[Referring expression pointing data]
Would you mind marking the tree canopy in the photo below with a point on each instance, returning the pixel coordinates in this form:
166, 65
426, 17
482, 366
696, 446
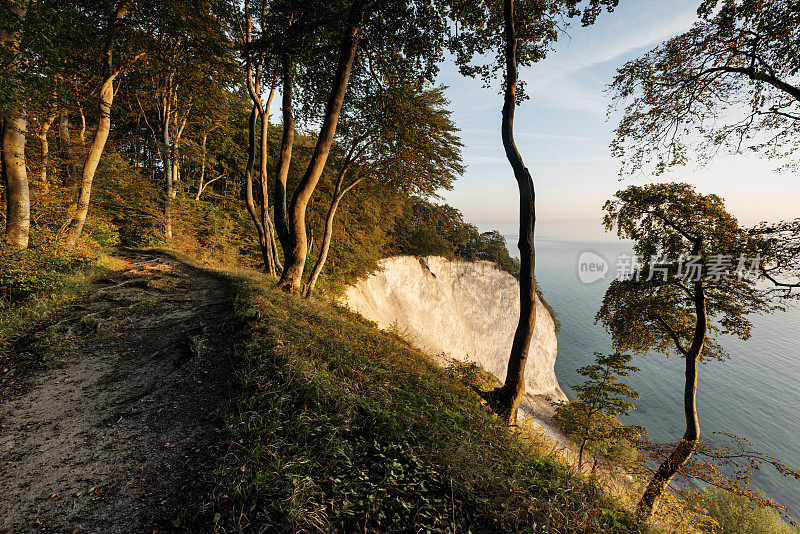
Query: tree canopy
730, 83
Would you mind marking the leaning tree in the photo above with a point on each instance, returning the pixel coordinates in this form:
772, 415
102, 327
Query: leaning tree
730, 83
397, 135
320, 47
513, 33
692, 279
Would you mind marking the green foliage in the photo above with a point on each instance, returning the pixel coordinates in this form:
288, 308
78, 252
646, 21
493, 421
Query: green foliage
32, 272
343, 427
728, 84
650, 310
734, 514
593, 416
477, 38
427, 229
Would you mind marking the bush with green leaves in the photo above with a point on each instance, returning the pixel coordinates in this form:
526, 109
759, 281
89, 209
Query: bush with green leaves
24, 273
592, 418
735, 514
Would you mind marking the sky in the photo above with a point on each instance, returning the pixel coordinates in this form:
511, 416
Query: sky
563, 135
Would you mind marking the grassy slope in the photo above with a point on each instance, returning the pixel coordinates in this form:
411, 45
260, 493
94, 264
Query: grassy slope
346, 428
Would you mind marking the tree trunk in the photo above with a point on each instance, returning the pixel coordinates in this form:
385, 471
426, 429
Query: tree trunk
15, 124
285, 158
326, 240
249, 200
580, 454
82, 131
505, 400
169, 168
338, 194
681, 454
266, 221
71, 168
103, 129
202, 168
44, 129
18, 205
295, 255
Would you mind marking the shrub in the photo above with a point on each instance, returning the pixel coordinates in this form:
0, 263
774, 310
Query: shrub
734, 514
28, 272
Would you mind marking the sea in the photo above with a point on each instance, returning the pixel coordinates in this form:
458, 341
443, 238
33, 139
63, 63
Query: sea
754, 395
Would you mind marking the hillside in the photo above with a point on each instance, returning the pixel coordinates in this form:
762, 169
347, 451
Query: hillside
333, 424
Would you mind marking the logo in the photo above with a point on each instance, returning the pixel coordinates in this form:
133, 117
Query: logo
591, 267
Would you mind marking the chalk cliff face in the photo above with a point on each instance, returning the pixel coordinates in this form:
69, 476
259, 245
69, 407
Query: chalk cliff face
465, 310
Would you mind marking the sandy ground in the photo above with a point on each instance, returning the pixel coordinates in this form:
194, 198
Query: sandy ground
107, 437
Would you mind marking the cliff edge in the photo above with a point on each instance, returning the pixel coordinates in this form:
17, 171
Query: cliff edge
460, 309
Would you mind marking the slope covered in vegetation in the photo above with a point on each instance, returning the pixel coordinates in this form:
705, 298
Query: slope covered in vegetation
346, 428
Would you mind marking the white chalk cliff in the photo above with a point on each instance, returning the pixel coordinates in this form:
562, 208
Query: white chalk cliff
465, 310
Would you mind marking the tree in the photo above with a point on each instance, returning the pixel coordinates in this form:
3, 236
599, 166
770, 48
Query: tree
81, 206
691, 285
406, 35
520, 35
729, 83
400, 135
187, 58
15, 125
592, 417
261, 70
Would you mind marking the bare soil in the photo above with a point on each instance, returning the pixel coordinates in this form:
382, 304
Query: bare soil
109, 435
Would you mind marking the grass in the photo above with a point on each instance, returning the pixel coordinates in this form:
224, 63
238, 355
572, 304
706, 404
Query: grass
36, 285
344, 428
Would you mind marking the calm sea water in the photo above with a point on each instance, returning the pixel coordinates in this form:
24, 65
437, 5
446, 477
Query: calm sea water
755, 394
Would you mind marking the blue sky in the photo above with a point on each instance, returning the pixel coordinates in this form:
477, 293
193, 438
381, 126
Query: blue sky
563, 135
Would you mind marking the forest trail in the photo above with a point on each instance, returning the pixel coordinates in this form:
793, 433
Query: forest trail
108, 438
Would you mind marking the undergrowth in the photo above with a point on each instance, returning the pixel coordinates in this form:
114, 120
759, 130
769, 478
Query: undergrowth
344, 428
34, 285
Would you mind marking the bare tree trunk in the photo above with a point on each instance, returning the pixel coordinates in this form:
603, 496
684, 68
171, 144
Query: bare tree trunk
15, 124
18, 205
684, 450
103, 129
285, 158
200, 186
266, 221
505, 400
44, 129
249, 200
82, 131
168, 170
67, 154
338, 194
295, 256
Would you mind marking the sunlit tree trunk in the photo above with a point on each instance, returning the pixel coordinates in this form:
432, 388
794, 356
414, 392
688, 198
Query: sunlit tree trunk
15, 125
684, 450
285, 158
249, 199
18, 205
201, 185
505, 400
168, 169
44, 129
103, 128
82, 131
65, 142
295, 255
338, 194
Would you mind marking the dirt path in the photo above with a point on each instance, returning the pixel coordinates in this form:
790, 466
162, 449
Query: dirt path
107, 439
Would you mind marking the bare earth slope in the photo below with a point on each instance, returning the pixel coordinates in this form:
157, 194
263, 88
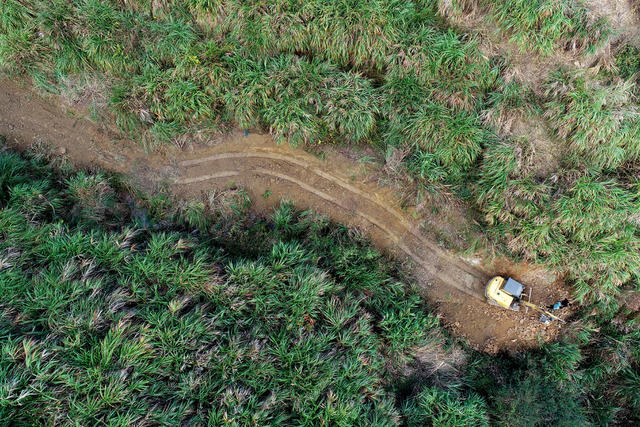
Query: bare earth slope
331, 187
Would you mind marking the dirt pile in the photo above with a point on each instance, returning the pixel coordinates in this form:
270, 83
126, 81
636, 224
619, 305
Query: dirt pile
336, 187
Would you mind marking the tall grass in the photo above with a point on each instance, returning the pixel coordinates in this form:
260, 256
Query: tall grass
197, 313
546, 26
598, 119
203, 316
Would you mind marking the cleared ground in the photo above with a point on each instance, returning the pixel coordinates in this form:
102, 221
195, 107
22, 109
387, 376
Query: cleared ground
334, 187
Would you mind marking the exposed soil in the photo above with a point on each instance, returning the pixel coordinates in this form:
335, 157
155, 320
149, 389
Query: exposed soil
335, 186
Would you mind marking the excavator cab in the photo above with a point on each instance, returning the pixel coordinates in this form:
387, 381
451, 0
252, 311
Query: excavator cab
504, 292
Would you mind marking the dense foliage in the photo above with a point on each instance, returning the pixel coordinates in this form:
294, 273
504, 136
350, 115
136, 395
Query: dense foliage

Exercise aim:
For every line above, produce an exact transcription that omits the images.

Output below:
Would you mind marking the tree canopy in the photo below with a point on each instance, returning the pixel coordinates in this form:
166, 65
426, 17
482, 366
696, 446
Query: tree canopy
730, 83
Would you mind marking the leaning tree in the photo above with a point on each instance, returning the pixel coordinates in this form:
772, 415
102, 327
Query: leaning tree
730, 83
397, 135
320, 47
513, 33
692, 279
Would you mind marking the green foliage in the photo above with a point on each instance, returning the pixel coordinates in this form:
288, 308
78, 252
646, 21
493, 421
Query: green foliage
32, 272
343, 427
728, 84
650, 310
734, 514
593, 416
477, 38
427, 229
Would you mind marking the bush with green leaves in the photo above with a point on each instance, returning the pixel coordinates in this form:
526, 109
759, 281
89, 209
Query: bush with green leaves
24, 273
592, 418
735, 514
Would you mind marking the sky in the photo above with a point on each instance, returning the pixel coordinates in this form:
511, 416
Query: sky
563, 135
Would you mind marking the grassy slope in the photo above with a point on each instance, returning the pixel coordinates in this form:
411, 45
260, 493
94, 264
Query: grassy slope
346, 428
Would you mind marking the tree trunk in the photo above with a point on each instance, returning the pixel coordinates in this form:
385, 471
426, 429
Query: tree trunk
15, 124
285, 158
326, 240
249, 200
580, 454
82, 131
505, 400
169, 168
338, 194
681, 454
266, 221
71, 168
103, 129
202, 168
44, 129
18, 205
295, 255
Would you mind marking the shrub in the photo above with a point on each instance, returning the pixel coordinates in this form:
0, 263
774, 310
Query: shrub
734, 514
28, 272
Would you mind marking the sea in the photo above with a point on each instance, returning the pixel coordinates in this form:
458, 341
443, 238
33, 139
63, 63
Query: sea
754, 395
Would you mind marking the hillside in the photo above with a point on each instance, returning the pixel coordinates in this form:
762, 169
347, 451
Query: hillside
333, 424
Would you mind marking the logo in the photo above with a point on each instance, returning the pixel coordinates in this form:
133, 117
Query: logo
591, 267
Would you mind marking the chalk cliff face in the photo above with a point on each instance, returning the pixel coordinates in this form:
69, 476
259, 245
69, 407
Query: chalk cliff face
465, 310
Would you mind marking the sandy ground in the photo above with a point on each instance, returning the pixel coordinates in this form:
194, 198
Query: sandy ground
107, 437
Would you mind marking the cliff edge in the photo above with a point on each instance, returning the pixel coordinates in this form:
17, 171
Query: cliff edge
460, 309
Would you mind marking the slope covered in vegetation in the photo above with a point on each instance, returning the pixel coordinates in this form:
705, 298
Query: slope covered in vegetation
346, 428
Would you mind marking the white chalk cliff in the photo above with a point on each instance, returning the pixel coordinates in this form:
562, 208
Query: white chalk cliff
465, 310
Would you mind marking the tree in the photo above with a point on each instance, returning the pixel coordinates in this form:
3, 236
599, 166
770, 48
Query: tree
81, 206
691, 285
406, 35
520, 35
729, 83
400, 135
187, 58
15, 125
592, 417
261, 70
Would you mind marking the bare soil in the photo above with a point on each instance, returning the pixel coordinates in this form:
382, 304
Query: bare soil
109, 435
Would you mind marking the grass in the photo above with a point on each instance, returning the pixel coordinates in this form:
224, 63
238, 355
572, 304
706, 404
Query: grass
36, 285
344, 428
Would you mind marking the calm sea water in the photo above with a point on each instance, returning the pixel coordinates in this form:
24, 65
437, 5
446, 477
Query: calm sea water
755, 394
Would you mind marking the blue sky in the photo above with a point on each instance, returning the pixel coordinates in this form:
477, 293
193, 438
381, 126
Query: blue sky
563, 135
Would you mind marking the forest trail in the photo above with a point on each instance, returning the pixel coordinates in this form:
793, 433
Query: forest trail
108, 438
Would you mind marking the undergrowth in the photo above with a point on each instance, returning the pixel coordinates in this form:
114, 120
759, 130
769, 478
Query: undergrowth
344, 428
34, 285
Would you mind marking the bare tree trunk in the photo above with a point on each instance, returning the pixel coordinates in this form:
603, 496
684, 68
171, 144
Query: bare tree trunk
15, 124
18, 205
684, 450
103, 129
285, 158
200, 186
266, 221
505, 400
44, 129
249, 200
82, 131
168, 170
67, 154
338, 194
295, 256
Would you mind marking the sunlit tree trunk in the photo above with a point on each instance, returning the pixel coordinates in this form:
432, 388
794, 356
414, 392
688, 198
Query: sunlit tree trunk
15, 125
684, 450
285, 158
249, 199
18, 205
201, 185
505, 400
168, 169
44, 129
103, 128
82, 131
65, 142
295, 255
338, 194
Would you mind marking the dirt path in the photo above with a point on each instance, returning the pixel coordinates in this form:
790, 466
162, 449
Query: dirt path
107, 439
Would you mind marking the bare earth slope in the photo below with a point on each instance, returning the pixel coordinates in this form:
157, 194
263, 88
Query: bare earth slope
331, 187
Would you mind marking the dirt pile in the photo above with a point on each instance, returning the pixel coordinates in this form:
270, 83
126, 81
636, 224
619, 305
Query: dirt pile
336, 187
Would you mind marking the tall grass in the photo above with a point on each instance, returning the pixel coordinates in this form:
260, 256
Query: tall grass
197, 313
546, 26
598, 119
203, 316
Would you mind marking the cleared ground in the photo above with a point on each instance, returning the pixel coordinates in this form:
102, 221
195, 107
22, 109
387, 376
Query: cleared ground
334, 187
Would you mind marking the exposed soil in the photo above with a point on each instance, returning the pixel coordinates in this form:
335, 157
155, 320
149, 389
Query: exposed soil
335, 186
Would you mind marking the excavator cab in the photo above with a point on each instance, returning the pixel coordinates in this form:
387, 381
451, 0
252, 311
Query: excavator cab
504, 292
Would you mind marking the dense foliage in the photo above with a point on each instance, returning the pixel coordinates in this form:
294, 273
504, 136
350, 115
136, 395
Query: dense foliage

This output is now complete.